▶ Exercise goal
Give back every line of the material below that has the string "dark".

▶ Data extract
- - -

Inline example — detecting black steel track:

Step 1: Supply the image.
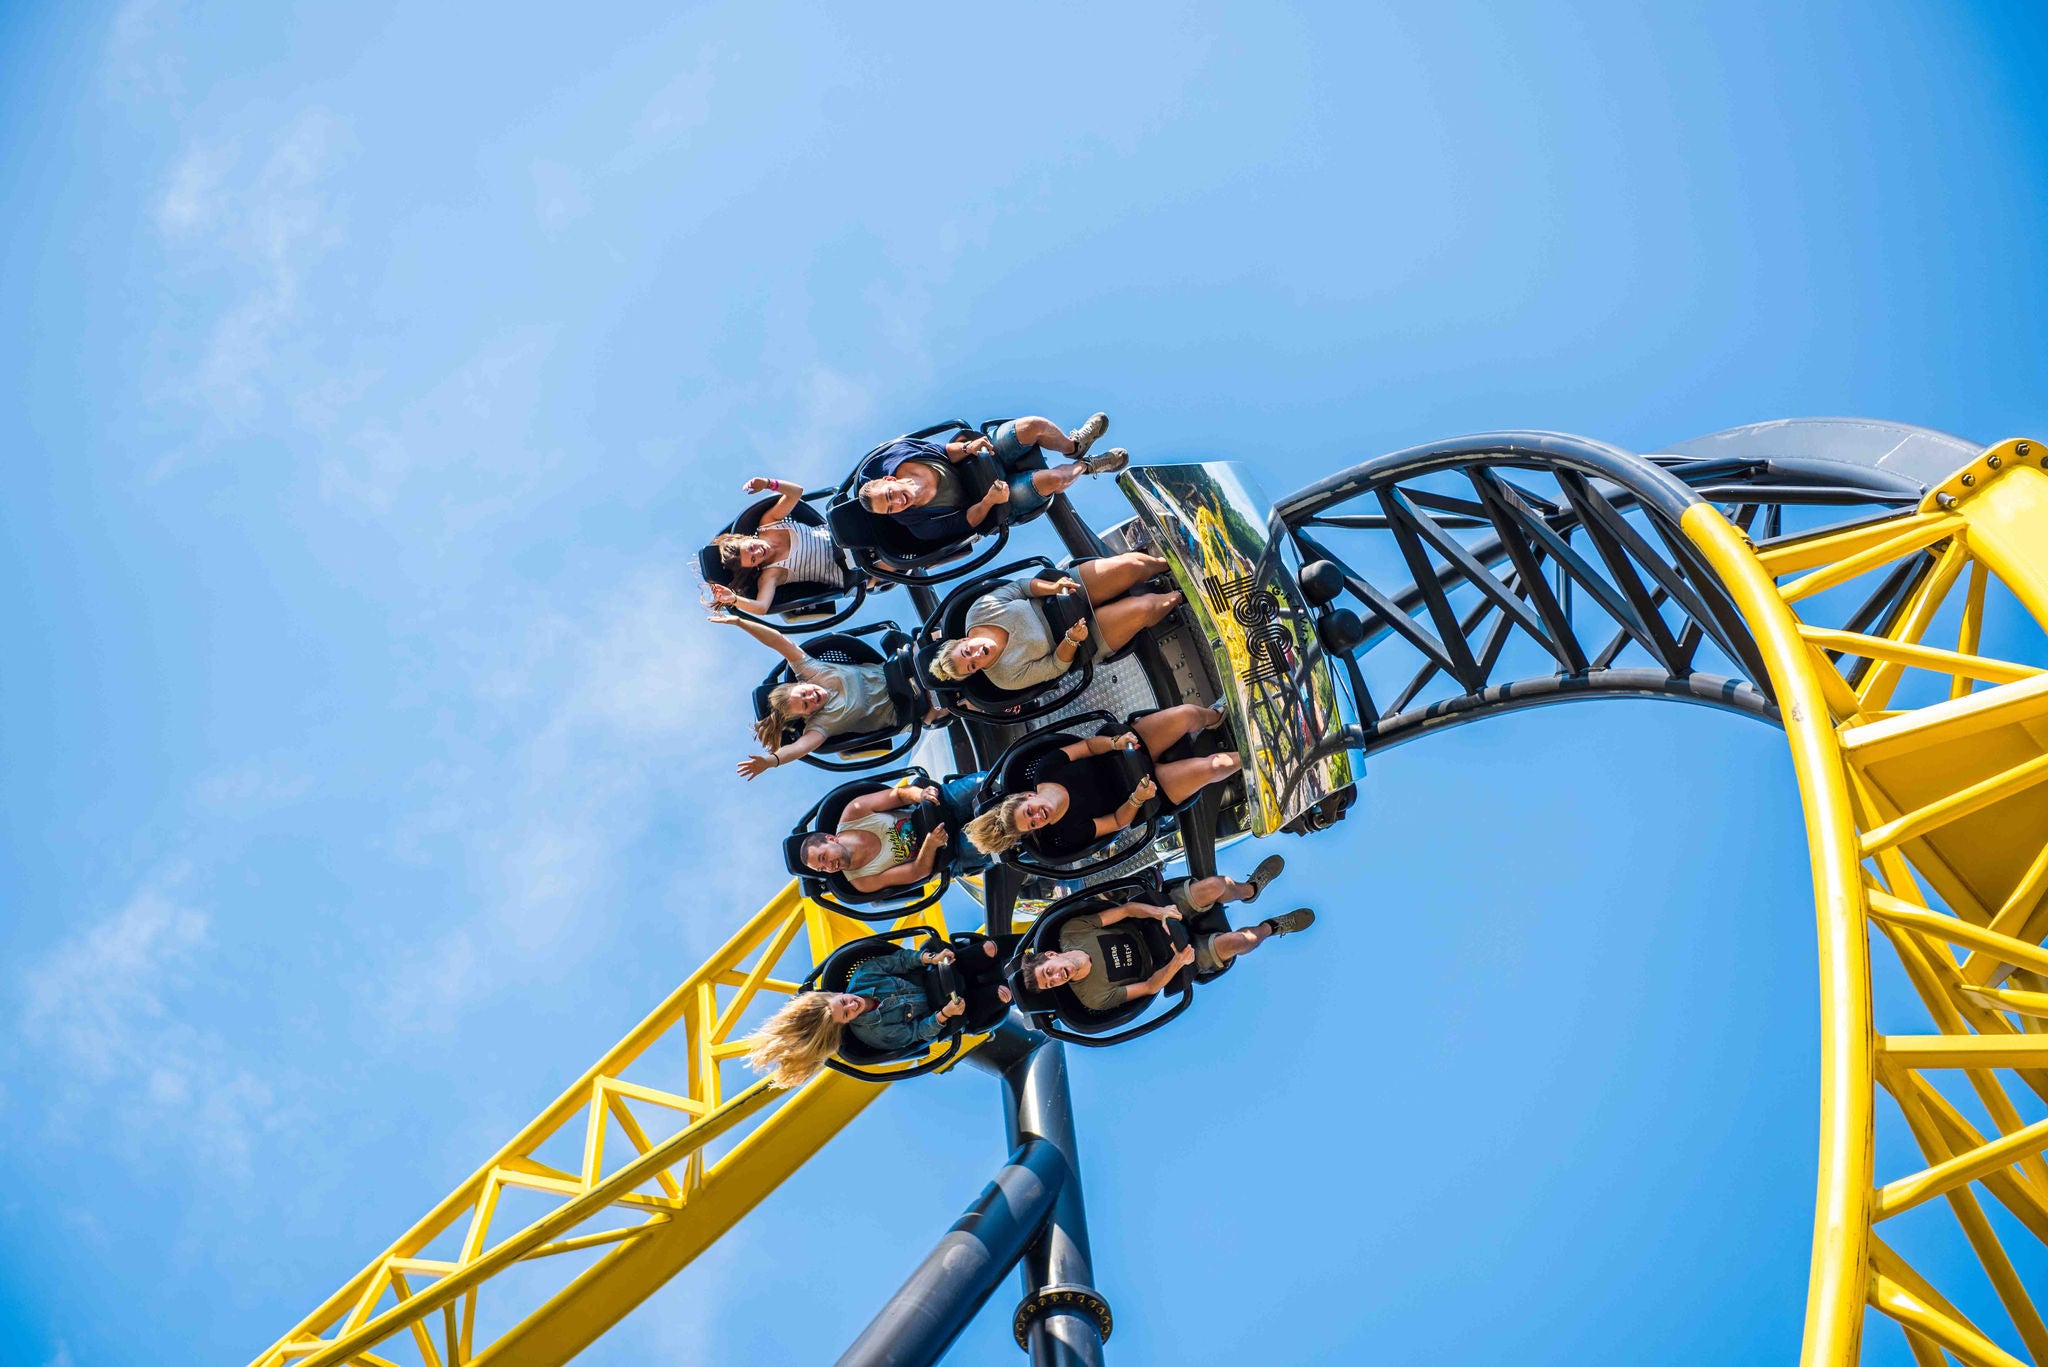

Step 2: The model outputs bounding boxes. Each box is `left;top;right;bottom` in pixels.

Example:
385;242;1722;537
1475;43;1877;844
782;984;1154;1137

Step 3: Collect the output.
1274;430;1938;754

- - -

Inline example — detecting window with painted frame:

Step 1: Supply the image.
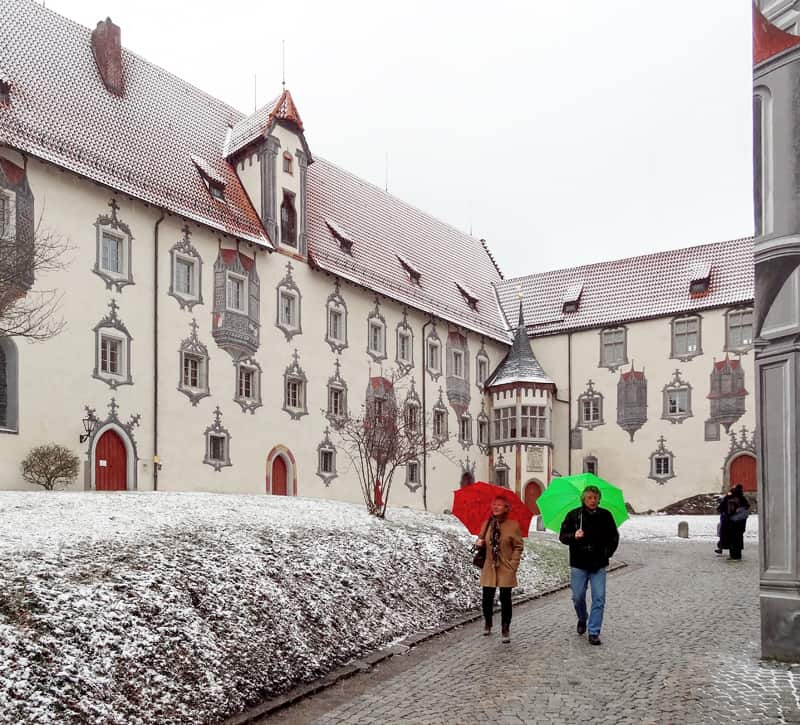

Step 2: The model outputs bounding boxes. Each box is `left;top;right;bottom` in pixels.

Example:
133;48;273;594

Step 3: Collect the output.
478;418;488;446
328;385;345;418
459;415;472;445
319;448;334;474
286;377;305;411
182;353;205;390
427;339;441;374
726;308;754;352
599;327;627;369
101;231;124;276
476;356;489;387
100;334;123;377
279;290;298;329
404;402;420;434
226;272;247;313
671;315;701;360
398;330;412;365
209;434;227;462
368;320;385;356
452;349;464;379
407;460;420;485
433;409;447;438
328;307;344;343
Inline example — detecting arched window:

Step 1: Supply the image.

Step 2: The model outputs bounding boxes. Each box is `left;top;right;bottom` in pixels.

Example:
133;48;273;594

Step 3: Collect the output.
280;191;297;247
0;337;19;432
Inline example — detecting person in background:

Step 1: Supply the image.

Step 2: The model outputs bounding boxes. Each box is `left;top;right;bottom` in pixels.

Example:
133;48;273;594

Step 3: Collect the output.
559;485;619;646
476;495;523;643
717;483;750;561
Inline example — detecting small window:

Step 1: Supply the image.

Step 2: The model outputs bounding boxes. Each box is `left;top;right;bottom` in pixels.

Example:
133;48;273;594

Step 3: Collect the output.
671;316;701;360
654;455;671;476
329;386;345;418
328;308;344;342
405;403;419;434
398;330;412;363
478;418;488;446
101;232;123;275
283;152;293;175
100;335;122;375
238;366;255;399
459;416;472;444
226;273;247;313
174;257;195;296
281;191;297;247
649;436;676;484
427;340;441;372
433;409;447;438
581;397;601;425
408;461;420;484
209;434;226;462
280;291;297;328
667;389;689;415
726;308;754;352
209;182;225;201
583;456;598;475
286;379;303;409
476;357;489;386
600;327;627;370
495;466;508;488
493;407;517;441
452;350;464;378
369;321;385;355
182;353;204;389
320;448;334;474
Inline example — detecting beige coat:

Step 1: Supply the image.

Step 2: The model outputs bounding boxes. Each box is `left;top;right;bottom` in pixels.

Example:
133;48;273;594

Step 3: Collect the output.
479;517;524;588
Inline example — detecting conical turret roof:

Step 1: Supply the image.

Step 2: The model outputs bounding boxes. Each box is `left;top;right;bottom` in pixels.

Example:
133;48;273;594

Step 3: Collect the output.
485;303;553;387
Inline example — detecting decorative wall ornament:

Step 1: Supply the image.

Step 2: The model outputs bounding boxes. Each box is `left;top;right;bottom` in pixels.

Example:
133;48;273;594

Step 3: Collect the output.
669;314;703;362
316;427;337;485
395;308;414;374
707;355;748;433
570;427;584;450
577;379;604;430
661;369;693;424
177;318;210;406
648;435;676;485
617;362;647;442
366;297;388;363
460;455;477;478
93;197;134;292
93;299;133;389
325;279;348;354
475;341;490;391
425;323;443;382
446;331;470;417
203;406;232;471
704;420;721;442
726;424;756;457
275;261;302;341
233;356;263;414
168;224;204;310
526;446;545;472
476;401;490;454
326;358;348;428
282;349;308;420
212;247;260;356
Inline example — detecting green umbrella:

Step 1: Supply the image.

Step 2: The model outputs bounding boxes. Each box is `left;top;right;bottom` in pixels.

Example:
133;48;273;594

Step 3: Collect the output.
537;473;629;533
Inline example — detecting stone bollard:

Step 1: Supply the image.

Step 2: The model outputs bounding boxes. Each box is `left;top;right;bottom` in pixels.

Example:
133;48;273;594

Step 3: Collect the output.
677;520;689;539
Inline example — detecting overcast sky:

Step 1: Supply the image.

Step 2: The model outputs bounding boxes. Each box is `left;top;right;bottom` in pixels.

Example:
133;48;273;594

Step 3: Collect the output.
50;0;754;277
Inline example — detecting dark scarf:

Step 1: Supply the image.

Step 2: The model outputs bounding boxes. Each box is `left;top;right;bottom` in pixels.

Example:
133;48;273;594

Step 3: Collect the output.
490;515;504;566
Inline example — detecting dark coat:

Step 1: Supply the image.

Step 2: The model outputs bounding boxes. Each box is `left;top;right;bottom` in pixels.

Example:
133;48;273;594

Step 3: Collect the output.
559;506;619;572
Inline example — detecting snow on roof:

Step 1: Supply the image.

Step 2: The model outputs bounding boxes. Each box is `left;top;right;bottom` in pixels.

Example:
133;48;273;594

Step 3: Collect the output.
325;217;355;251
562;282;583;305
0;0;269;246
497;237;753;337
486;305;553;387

- - -

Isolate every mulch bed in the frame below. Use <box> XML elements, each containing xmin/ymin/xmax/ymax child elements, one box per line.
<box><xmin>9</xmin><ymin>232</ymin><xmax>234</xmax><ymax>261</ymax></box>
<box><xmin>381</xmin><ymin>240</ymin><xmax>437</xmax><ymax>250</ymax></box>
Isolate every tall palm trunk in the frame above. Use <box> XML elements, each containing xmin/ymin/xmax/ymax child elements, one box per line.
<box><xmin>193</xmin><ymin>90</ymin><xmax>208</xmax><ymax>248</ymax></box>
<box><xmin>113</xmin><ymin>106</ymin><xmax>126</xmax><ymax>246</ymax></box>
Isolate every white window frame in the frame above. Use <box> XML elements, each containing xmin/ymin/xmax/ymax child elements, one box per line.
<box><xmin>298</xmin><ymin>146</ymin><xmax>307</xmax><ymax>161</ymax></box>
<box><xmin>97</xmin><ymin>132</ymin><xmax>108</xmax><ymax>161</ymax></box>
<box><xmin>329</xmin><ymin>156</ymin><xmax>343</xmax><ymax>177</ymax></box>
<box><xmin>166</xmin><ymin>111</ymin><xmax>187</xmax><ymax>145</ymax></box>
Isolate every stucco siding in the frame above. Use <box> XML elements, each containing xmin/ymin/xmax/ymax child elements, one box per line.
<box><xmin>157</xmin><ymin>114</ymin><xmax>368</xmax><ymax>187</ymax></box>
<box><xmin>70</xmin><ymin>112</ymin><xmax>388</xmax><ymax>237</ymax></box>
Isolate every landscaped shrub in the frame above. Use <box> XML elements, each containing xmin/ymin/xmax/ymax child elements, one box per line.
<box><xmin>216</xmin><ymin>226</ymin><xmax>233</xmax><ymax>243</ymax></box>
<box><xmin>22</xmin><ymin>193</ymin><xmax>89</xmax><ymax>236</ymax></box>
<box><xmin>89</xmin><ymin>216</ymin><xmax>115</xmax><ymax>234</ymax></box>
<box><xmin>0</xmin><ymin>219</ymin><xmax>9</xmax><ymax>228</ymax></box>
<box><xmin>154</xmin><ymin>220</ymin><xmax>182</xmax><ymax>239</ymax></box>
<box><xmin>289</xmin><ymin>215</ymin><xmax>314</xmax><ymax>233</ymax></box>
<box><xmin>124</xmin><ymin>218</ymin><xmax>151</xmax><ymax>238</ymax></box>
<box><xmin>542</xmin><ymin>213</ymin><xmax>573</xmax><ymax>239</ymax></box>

- - -

▶ Exercise solution
Inline example — detecting dark scarf:
Inline example — detecting dark coat:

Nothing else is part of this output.